*** Source material Section Begins ***

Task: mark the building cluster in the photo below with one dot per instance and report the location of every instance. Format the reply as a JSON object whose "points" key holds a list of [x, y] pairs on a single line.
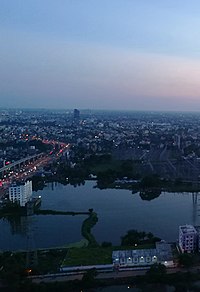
{"points": [[189, 238], [164, 143], [21, 193]]}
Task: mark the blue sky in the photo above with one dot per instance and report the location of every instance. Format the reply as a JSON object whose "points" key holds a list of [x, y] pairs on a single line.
{"points": [[100, 54]]}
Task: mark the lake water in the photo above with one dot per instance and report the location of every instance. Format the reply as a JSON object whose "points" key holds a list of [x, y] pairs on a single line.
{"points": [[118, 211]]}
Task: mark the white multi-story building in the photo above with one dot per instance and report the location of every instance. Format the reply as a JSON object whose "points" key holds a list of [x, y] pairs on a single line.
{"points": [[20, 192], [188, 237]]}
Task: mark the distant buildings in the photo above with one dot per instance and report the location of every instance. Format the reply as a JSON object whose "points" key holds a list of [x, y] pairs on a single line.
{"points": [[188, 238], [76, 114], [20, 192]]}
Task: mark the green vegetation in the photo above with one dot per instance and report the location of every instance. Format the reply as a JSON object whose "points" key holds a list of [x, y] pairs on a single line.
{"points": [[87, 225], [187, 260], [88, 256], [156, 272]]}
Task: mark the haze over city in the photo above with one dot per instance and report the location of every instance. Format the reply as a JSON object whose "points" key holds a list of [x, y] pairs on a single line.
{"points": [[136, 55]]}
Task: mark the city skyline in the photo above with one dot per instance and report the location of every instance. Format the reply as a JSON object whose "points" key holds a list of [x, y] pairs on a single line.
{"points": [[130, 55]]}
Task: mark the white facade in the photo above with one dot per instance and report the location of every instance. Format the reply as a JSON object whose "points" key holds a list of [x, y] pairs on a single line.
{"points": [[144, 257], [187, 238], [21, 193]]}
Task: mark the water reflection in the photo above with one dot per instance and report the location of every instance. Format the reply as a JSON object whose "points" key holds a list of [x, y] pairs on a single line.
{"points": [[18, 224]]}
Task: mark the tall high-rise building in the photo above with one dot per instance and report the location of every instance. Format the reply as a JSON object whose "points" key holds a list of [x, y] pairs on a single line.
{"points": [[20, 192], [188, 237], [76, 114]]}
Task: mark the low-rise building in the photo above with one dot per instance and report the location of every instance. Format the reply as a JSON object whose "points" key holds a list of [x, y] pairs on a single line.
{"points": [[144, 257]]}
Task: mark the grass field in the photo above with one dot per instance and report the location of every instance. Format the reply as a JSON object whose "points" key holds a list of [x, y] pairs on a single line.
{"points": [[96, 255]]}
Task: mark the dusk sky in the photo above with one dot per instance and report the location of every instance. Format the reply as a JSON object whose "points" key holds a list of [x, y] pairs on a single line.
{"points": [[100, 54]]}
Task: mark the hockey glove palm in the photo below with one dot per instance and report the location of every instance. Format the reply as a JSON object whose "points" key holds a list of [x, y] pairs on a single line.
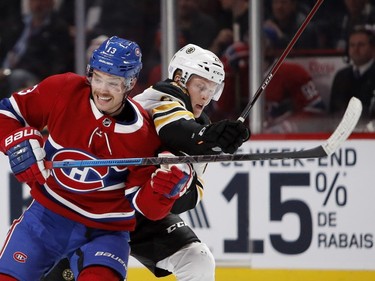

*** Source material Section Ends ***

Task requirements —
Each line of the data is to be duplicated exactly; pictures stay out of the copy.

Solution to the problem —
Task: mark the building cluster in the photo below with one dot per instance and report the location of every instance. Format the reply as a JSON object whose "points" key holds a list of [x, y] pairs on a single line.
{"points": [[189, 238], [164, 143], [21, 193]]}
Task: mark the blue sky in the photo above with one dot per instance and report the location of every instance. Format the reply as a JSON object whose "points" key holds a list of [x, y] pairs on a single line.
{"points": [[100, 54]]}
Task: mark the lake water in the photo above with one dot per instance and report the location of every instance. Format the reply as a JSON object whose "points" key holds a list of [x, y] pairs on a single line.
{"points": [[118, 211]]}
Task: mark the white multi-story building in the photo above with one dot per instance and report the location of every instance. Format the reply as a JSON object whose "points" key holds a list of [x, y] pairs on a single line.
{"points": [[20, 192], [188, 237]]}
Task: mark the distant buildings in the photo above with one dot per instance and report the location of every instance. Format the reply as a JSON object whose "points" key holds a list of [x, y] pairs on a single line.
{"points": [[188, 238], [76, 114], [20, 192]]}
Task: mark the green vegetation in the photo above with one dot per instance and report the location of every instance. Format the reply as a JSON object whose "points" key holds a list of [x, y] pairs on a single line.
{"points": [[87, 225], [187, 260], [88, 256], [156, 272]]}
Task: mark the haze over city in the photo above with one dot per instance and report the location of every instance. Format the reply as a JSON object whose "points" key holds a list of [x, y] pairs on a single line.
{"points": [[136, 55]]}
Task: mark the city skyline in the photo above with one dot per instance and report the location of every instance. Format the reply as a JSON object whose "points" key holds a list of [x, y] pairs on a single line.
{"points": [[130, 55]]}
Task: mark the white facade in the photo above with one dot per instance and report the location of every instance. Format the reply as a JSON object whose "points" key holds a list of [x, y] pairs on a single line.
{"points": [[144, 257], [187, 238], [21, 193]]}
Task: mark the water reflection in the photo above with one dot per instance and report the location of every instance. Format the reply as a JSON object whose "points" key holds a list of [x, y] pairs on a single line.
{"points": [[18, 224]]}
Task: mark the tall high-rise building in the photo above with one dot per instance and report the location of every instance. Format the reply as a JSON object whose "points" key holds a list of [x, y] pairs on a single line.
{"points": [[20, 192], [188, 237], [76, 114]]}
Task: mark the low-rise building in the photo above with one dot per instance and report the location of every instance. Format the reply as a JSON object whose "points" key holds a list of [x, y] pairs on a single line.
{"points": [[144, 257]]}
Task: mark the grass field in the photo above with one dot per instance and report the location of every instance. Format the reply as a JSON object whose "points" key holds a list of [x, y] pairs on a single line.
{"points": [[96, 255]]}
Task: mark the dusk sky in the photo above with one dot per instance and report the location of every instance. Format the reply as a JSON object whose "points" key holds a list of [x, y] pairs on a single line.
{"points": [[100, 54]]}
Task: mark the hockey glove palm in the photo below with one dot per instance and report the location of every instance. Format the reply as a JSON object whose "points" key holds a list of [x, y] pairs on a single line.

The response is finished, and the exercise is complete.